## Exercise:
Copy the data below line for line, with no changes.

## The data:
#####
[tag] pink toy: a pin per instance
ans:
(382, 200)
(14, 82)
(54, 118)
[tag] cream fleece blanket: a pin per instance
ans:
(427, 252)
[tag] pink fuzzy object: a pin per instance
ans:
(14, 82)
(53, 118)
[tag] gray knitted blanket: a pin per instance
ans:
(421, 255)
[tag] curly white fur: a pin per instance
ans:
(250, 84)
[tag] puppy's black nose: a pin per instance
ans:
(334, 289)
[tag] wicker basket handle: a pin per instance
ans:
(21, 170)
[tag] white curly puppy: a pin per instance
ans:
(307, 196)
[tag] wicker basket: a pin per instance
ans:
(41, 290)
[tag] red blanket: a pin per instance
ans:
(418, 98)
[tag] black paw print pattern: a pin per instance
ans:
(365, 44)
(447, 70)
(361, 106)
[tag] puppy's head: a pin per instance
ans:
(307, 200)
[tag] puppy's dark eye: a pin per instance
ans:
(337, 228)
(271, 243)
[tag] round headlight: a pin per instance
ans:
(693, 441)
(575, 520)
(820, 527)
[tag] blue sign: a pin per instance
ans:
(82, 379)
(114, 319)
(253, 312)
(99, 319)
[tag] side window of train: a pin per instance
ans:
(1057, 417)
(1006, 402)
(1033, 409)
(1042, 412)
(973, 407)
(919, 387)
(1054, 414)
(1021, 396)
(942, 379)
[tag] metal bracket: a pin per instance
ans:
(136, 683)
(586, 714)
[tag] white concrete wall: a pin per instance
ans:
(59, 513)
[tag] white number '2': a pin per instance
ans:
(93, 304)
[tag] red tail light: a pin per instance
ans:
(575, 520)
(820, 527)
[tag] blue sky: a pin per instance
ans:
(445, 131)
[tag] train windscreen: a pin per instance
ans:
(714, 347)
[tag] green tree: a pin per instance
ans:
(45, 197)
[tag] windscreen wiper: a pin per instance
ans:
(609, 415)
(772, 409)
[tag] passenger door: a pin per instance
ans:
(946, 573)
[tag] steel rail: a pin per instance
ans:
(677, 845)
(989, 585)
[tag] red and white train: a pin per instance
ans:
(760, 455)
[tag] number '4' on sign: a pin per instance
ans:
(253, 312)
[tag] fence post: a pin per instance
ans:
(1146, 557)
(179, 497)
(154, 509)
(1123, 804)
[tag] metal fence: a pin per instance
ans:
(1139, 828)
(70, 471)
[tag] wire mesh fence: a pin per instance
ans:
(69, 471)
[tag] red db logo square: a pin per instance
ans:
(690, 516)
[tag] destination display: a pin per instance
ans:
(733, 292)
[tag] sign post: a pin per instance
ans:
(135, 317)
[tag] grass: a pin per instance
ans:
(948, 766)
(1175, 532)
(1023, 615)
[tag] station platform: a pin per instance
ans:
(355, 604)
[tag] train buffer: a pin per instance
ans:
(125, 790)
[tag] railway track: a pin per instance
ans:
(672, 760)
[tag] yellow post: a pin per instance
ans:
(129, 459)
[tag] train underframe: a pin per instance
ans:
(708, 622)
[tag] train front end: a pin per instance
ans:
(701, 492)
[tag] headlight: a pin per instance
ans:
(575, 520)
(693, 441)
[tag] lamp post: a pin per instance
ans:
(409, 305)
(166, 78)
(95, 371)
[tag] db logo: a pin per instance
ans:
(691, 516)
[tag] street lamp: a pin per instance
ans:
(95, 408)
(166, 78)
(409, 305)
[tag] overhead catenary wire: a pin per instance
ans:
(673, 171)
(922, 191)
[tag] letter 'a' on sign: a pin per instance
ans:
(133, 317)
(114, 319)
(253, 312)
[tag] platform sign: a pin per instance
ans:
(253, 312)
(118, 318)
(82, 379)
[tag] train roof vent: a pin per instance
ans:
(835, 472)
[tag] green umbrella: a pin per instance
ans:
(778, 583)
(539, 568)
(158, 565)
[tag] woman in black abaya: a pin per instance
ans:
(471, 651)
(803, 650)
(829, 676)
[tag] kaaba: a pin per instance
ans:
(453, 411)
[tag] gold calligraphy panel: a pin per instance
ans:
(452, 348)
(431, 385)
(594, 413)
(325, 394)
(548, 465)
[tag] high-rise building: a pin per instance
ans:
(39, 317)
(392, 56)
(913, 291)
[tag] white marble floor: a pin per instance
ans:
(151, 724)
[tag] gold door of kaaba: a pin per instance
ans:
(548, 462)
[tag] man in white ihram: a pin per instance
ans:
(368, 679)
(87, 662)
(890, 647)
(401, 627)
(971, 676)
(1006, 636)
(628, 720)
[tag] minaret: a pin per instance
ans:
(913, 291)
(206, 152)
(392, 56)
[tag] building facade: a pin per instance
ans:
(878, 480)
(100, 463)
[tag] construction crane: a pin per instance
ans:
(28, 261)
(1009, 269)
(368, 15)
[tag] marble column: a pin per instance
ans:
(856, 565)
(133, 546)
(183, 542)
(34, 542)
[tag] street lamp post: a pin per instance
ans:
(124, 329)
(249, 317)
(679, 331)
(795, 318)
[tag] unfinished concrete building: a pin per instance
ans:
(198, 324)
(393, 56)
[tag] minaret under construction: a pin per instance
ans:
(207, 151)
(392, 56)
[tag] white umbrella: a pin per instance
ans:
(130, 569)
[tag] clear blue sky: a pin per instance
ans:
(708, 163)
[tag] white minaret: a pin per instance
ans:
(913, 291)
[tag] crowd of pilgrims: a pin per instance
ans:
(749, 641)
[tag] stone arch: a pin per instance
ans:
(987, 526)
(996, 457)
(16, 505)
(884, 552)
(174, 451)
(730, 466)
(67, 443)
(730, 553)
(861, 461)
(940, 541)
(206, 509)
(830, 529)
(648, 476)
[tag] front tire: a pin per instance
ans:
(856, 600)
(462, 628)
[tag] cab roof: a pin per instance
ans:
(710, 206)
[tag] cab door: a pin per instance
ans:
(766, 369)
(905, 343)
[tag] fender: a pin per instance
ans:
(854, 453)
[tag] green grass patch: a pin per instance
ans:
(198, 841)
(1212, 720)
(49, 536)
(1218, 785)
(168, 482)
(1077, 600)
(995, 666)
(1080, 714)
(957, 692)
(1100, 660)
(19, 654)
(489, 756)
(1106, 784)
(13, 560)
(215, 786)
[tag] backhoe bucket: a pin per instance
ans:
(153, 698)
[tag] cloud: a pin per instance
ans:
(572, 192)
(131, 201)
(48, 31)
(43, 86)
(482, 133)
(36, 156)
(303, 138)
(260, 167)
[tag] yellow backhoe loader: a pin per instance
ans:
#####
## Answer to the task:
[tag] pink toy: a pin per instance
ans:
(382, 200)
(14, 82)
(54, 118)
[tag] cream fleece blanket: a pin per instance
ans:
(427, 252)
[tag] pink fuzzy object: a pin per instance
ans:
(14, 82)
(53, 118)
[tag] gray knitted blanket: a pin per instance
ans:
(421, 255)
[tag] curly white fur: a pin per instance
ans:
(250, 84)
[tag] puppy's black nose: a pin per instance
ans:
(334, 289)
[tag] wicker basket handle: a pin per instance
ans:
(21, 170)
[tag] white curly puppy: a pin per instance
ans:
(307, 196)
[tag] wicker basket: a pin per instance
ans:
(41, 290)
[tag] red blanket: a pin per instance
ans:
(418, 98)
[tag] black paw print pattern: a pin per instance
ans:
(365, 44)
(447, 70)
(361, 106)
[tag] puppy's head: a pin per instance
ans:
(307, 200)
[tag] puppy's dark eye: a pin per instance
ans:
(337, 228)
(271, 243)
[tag] round headlight: a pin per instance
ans:
(693, 441)
(575, 520)
(820, 527)
[tag] blue sign: a pin per instance
ans:
(82, 379)
(114, 319)
(253, 312)
(99, 319)
[tag] side window of train: a pin per instance
ans:
(1057, 417)
(1006, 402)
(1033, 409)
(1042, 412)
(973, 407)
(919, 387)
(1054, 414)
(1021, 396)
(942, 379)
[tag] metal bracket: a pin per instance
ans:
(136, 683)
(586, 714)
[tag] white concrete wall: a pin per instance
ans:
(59, 513)
[tag] white number '2': a pin per instance
ans:
(93, 304)
[tag] red tail light: a pin per instance
ans:
(575, 520)
(820, 527)
[tag] blue sky: a pin per instance
ans:
(445, 131)
[tag] train windscreen: a pin per instance
ans:
(714, 347)
[tag] green tree: a pin per instance
ans:
(45, 197)
[tag] windscreen wiper: a pin per instance
ans:
(609, 415)
(772, 409)
[tag] passenger door: a pin per instance
ans:
(946, 573)
[tag] steel rail: a pin per instance
ans:
(677, 845)
(989, 585)
[tag] red and white train: a pin per instance
ans:
(760, 455)
[tag] number '4' on sign: a pin per instance
ans:
(253, 312)
[tag] fence post: a pin per instance
ans:
(1146, 557)
(179, 497)
(154, 509)
(1123, 804)
[tag] metal fence: a pin per instance
ans:
(1139, 828)
(70, 471)
[tag] wire mesh fence: a pin per instance
ans:
(69, 471)
[tag] red db logo square: a pin per instance
ans:
(690, 516)
[tag] destination display: a pin per instance
ans:
(733, 292)
[tag] sign post: a pin per instance
ans:
(135, 317)
[tag] grass: a pin per instance
ans:
(948, 766)
(1175, 532)
(1023, 615)
[tag] station platform: a pin per instance
ans:
(355, 604)
[tag] train buffer: a pin per instance
ans:
(125, 790)
[tag] railway track: a pin per instance
ans:
(672, 760)
[tag] yellow post: a pin per instance
ans:
(129, 459)
[tag] train underframe: a pin per instance
ans:
(708, 622)
[tag] train front end: a pin per instance
ans:
(701, 492)
[tag] headlight: a pin per instance
ans:
(575, 520)
(693, 441)
[tag] lamp post: a pin per instance
ans:
(409, 305)
(166, 78)
(95, 371)
[tag] db logo: a pin per instance
ans:
(691, 516)
[tag] street lamp: a pin per instance
ans:
(95, 408)
(166, 78)
(409, 305)
[tag] overhead catenary wire: a pin per instance
ans:
(673, 171)
(922, 191)
[tag] letter 'a' on sign: a pin per instance
ans:
(133, 317)
(114, 319)
(253, 312)
[tag] platform sign: a pin per instance
ans:
(253, 312)
(118, 318)
(82, 379)
[tag] train roof vent: a pin per instance
ans:
(835, 472)
[tag] green umbrella: a pin per instance
ans:
(778, 583)
(539, 568)
(158, 565)
[tag] woman in black abaya: a pin per instance
ans:
(471, 651)
(803, 650)
(829, 676)
[tag] kaaba: a pin per instance
ans:
(453, 411)
[tag] gold calligraphy panel: a pin per instance
ans:
(452, 348)
(431, 385)
(594, 413)
(325, 394)
(548, 465)
[tag] high-rise building: a pin per instance
ans:
(39, 317)
(392, 56)
(913, 291)
[tag] white marble floor: a pin per instance
ans:
(151, 724)
[tag] gold door of kaaba: a pin per instance
ans:
(548, 462)
[tag] man in white ihram: a pin per instance
ans:
(368, 679)
(87, 662)
(890, 647)
(401, 627)
(971, 676)
(1006, 636)
(628, 720)
[tag] minaret: a pin per instance
ans:
(913, 291)
(206, 152)
(392, 56)
[tag] building facade: a pin per instance
ans:
(878, 480)
(100, 463)
[tag] construction crane: a pin per instance
ans:
(28, 261)
(1009, 269)
(368, 15)
[tag] marble column: a pin per instance
ans:
(856, 565)
(133, 546)
(183, 542)
(34, 542)
[tag] street lamp post: a pin per instance
ans:
(124, 329)
(249, 317)
(679, 331)
(795, 318)
[tag] unfinished concrete building: a pin per instance
ans:
(198, 324)
(393, 56)
[tag] minaret under construction: a pin per instance
ans:
(207, 151)
(392, 56)
[tag] white umbrella: a pin per instance
ans:
(130, 569)
[tag] clear blue sky: a pin per instance
ans:
(708, 163)
[tag] white minaret: a pin per instance
ans:
(913, 291)
[tag] crowd of pilgrims: a pin per instance
ans:
(749, 641)
[tag] stone arch: a pin per instance
ans:
(987, 526)
(996, 457)
(16, 505)
(884, 552)
(174, 451)
(730, 466)
(67, 443)
(730, 553)
(861, 461)
(940, 541)
(206, 509)
(830, 529)
(648, 476)
[tag] front tire: a pin per instance
ans:
(856, 600)
(462, 628)
[tag] cab roof: a pin per instance
ans:
(710, 206)
[tag] cab door: a pin per instance
ans:
(766, 369)
(905, 343)
[tag] fender: a pin per instance
ans:
(854, 453)
[tag] green grass patch: a pin per instance
ans:
(198, 841)
(1212, 720)
(49, 536)
(1218, 785)
(168, 482)
(1077, 600)
(995, 666)
(1080, 714)
(957, 692)
(1100, 660)
(19, 654)
(489, 756)
(1106, 784)
(13, 560)
(215, 786)
[tag] backhoe bucket: a pin per instance
ans:
(153, 698)
[tag] cloud: a pin per instance
ans:
(572, 192)
(131, 201)
(48, 31)
(43, 86)
(482, 133)
(36, 156)
(303, 138)
(260, 167)
[tag] yellow backhoe loader: a pin per instance
ans:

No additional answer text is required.